### GIVEN TEXT

*** Block opens ***

One concern about using viewing times in comic research is whether they can capture potential differences between event model construction and updating processes. The present results using highly structured material suggest that this is possible. However, it should be noted that our experimental materials were designed as extreme examples of omissions and switches between two separate events (i.e., using blank panels and abrupt switches mid-event), which actually exist in visual narratives (see McCloud, 1994), but are not the most prototypical examples of coherence breaks in visual narratives. Therefore, the generalizability of our findings may be limited to extreme cases, whereas a distinction between mapping and shifting may not be as straightforward for less extreme cases of coherence breaks. Further, inferring cognitive processes from viewing times strongly profits from also incorporating event segmentation data. Large viewing time increases coinciding with marked segmentation could be interpreted as construction processes, while other prominent viewing time increases could be ascribed to updating. The present study underlines the importance of the perceived event structure for understanding visual narrative continuity and the collection of more than a single dependent measure.

A central contribution of this work is the converging evidence across three dependent measures (viewing times, event segmentation, comprehensibility ratings) that event model construction (shifting and laying a foundation) and event model updating (mapping) reflect distinct processes of narrative comprehension. This finding contradicts McNamara and Magliano’s (2009) suggestion that it is not necessary to define shifting and laying a foundation as additional processes to mapping. It is the interplay of our experimental design with the combination of measures of narrative comprehension (viewing times, comprehensibility ratings) and event perception (event segmentation) that has allowed us to reach this conclusion about the distinctiveness of event model construction and event model updating. Thus, comic research can not only rely on theories and findings of narrative comprehension research (e.g., Cohn, 2020; Gernsbacher, 1997), but can also profit from incorporating theories and models of event perception such as the EST (Zacks, 2020) and the Event Horizon Model (EHM; Radvansky, 2012) for further theory-building and research. Especially for other cognitive variables and consequences of model construction and updating processes, such as memory formation or attention allocation, findings from event cognition could provide a sound basis. For example, the EHM makes explicit assumptions about how event boundaries may either enhance or reduce memory depending on the characteristics of the retrieval task (Radvansky, 2012). In this context, it is argued that external cues such as walking through doorways (Pettijohn et al., 2016; Radvansky et al., 2010) or spreading information across different sections of a computer screen (Pettijohn et al., 2016) elicit the creation of new mental models and thus cause memory effects. Combining such findings of event cognition with narrative comprehension research could also be important for utilizing visual narratives in practical application scenarios, like diagnostics, mental health, or aging (e.g., Richmond et al., 2017), where event segmentation research can already make important contributions.

*** Block closes ***

### INFORMATION SUPPLIED
*** Block opens ***

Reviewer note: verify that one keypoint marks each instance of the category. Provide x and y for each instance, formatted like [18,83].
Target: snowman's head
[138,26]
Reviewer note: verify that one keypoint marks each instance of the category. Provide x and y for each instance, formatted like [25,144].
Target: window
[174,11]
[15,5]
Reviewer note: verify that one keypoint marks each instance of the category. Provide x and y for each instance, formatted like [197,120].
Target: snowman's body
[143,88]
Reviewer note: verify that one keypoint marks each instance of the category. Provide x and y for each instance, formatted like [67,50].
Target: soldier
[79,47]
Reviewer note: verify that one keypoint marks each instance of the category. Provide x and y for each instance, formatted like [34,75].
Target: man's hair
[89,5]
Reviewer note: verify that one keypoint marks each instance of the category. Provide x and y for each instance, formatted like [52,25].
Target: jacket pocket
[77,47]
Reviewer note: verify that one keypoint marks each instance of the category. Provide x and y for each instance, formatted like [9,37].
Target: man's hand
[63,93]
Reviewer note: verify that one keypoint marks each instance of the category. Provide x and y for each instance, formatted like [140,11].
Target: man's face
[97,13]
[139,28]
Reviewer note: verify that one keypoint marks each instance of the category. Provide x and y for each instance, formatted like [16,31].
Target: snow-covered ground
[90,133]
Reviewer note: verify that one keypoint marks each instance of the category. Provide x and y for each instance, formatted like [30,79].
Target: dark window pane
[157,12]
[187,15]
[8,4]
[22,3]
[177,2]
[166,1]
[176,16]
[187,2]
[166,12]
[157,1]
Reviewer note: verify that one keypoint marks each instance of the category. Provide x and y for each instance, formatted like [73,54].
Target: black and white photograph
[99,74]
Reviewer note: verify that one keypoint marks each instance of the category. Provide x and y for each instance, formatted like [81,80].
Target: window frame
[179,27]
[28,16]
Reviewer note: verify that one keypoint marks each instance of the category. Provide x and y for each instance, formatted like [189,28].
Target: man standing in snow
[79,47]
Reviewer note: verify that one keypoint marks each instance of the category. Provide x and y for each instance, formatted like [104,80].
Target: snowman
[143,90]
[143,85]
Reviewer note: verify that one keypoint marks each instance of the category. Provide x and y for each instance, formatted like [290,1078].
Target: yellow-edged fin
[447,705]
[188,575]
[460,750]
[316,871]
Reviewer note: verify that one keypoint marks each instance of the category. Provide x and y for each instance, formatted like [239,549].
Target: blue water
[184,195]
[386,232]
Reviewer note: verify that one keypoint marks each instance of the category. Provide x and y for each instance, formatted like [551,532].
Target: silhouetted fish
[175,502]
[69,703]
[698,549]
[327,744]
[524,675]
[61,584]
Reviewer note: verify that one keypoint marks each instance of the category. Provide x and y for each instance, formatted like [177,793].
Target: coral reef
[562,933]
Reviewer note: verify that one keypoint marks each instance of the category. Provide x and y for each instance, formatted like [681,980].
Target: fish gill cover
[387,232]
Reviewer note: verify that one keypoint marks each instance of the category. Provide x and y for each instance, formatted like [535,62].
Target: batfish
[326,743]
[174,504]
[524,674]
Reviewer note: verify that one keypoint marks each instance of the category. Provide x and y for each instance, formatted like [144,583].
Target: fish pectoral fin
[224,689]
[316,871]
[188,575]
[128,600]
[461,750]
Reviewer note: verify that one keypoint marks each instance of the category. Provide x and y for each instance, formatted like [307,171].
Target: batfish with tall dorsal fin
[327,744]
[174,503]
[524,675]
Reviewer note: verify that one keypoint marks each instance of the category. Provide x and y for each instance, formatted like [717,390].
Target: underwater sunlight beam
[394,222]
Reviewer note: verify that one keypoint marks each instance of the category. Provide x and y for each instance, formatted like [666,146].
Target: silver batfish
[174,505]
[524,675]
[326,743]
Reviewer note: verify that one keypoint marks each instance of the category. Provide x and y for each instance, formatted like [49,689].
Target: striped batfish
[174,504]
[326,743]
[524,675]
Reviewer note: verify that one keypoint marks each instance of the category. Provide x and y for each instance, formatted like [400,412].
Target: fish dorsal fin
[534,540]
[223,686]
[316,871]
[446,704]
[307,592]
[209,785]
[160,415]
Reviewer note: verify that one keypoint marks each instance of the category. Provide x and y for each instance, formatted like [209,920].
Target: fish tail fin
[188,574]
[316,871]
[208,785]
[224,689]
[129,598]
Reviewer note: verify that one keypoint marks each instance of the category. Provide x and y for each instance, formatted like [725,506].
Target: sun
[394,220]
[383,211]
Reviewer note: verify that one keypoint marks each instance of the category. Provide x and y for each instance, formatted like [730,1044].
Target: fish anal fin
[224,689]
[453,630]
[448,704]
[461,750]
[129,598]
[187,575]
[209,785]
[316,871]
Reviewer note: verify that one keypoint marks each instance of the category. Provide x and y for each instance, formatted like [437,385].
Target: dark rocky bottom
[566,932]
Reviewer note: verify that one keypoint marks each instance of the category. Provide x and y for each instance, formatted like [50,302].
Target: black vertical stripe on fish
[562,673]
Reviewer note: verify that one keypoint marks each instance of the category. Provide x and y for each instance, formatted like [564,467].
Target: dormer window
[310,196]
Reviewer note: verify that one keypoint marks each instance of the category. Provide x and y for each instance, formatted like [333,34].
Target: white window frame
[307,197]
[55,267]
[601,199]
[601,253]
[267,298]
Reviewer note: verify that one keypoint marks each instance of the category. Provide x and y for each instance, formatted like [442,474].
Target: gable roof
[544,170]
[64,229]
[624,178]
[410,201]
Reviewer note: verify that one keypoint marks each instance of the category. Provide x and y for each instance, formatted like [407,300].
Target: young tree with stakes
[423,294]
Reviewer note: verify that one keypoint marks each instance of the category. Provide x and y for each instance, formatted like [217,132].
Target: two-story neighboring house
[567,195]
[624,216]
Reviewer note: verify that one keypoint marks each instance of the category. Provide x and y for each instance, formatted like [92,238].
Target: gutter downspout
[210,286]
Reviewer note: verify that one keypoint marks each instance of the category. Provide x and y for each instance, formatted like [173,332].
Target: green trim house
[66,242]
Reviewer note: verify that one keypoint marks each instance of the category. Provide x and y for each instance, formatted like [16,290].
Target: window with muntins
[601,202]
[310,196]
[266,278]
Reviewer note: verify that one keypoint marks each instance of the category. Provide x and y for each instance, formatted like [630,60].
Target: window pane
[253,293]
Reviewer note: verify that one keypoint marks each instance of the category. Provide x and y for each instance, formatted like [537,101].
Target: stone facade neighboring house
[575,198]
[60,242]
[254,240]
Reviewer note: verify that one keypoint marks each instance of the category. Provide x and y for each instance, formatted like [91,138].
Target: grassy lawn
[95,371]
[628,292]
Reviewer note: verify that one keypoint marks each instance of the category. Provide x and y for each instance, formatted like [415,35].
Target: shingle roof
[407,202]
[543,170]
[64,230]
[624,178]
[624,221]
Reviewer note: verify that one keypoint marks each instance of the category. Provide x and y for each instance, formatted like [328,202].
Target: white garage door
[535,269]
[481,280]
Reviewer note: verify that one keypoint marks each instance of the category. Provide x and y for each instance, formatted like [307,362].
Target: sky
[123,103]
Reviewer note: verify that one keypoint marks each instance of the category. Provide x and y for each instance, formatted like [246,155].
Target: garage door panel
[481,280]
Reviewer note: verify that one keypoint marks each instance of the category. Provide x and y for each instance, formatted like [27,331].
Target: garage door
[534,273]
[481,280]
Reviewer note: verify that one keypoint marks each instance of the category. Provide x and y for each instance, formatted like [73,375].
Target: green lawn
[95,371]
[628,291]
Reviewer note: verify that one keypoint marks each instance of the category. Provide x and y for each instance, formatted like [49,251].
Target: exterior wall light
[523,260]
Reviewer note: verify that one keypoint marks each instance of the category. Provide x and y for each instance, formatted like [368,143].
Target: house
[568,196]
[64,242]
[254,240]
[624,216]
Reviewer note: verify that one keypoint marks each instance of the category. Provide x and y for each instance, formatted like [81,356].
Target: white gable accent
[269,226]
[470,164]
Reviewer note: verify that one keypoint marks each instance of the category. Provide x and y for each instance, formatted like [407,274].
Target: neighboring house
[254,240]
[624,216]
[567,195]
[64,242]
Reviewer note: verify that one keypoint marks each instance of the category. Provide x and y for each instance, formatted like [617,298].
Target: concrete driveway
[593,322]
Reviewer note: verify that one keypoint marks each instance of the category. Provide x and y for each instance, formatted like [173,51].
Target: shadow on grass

*** Block closes ***

### EXERCISE INSTRUCTIONS
1) Answer these questions from the comic research passage.
(a) Which two features made the experimental materials extreme examples of omissions and switches?
(b) What three dependent measures provide the converging evidence?
(c) Which two external cues are said to elicit the creation of new mental models?
2) Extend the comic research passage with one further paragraph that follows on from its final sentence.

### YOUR WRITTEN ANSWERS
1)
(a) Blank panels and abrupt switches mid-event.
(b) Viewing times, event segmentation, and comprehensibility ratings.
(c) Walking through doorways and spreading information across different sections of a computer screen.

2)
Conclusion

In this study, we set out to map differences between the central comprehension processes of event model construction and updating through employing measures from narrative comprehension (i.e., viewing time) and event cognition research (i.e., segmentation) in visual narratives containing different types of coherence breaks. Results across multiple measures provide converging evidence that the assumption of a distinction between event model construction and updating has merit and should be the subject of further investigations.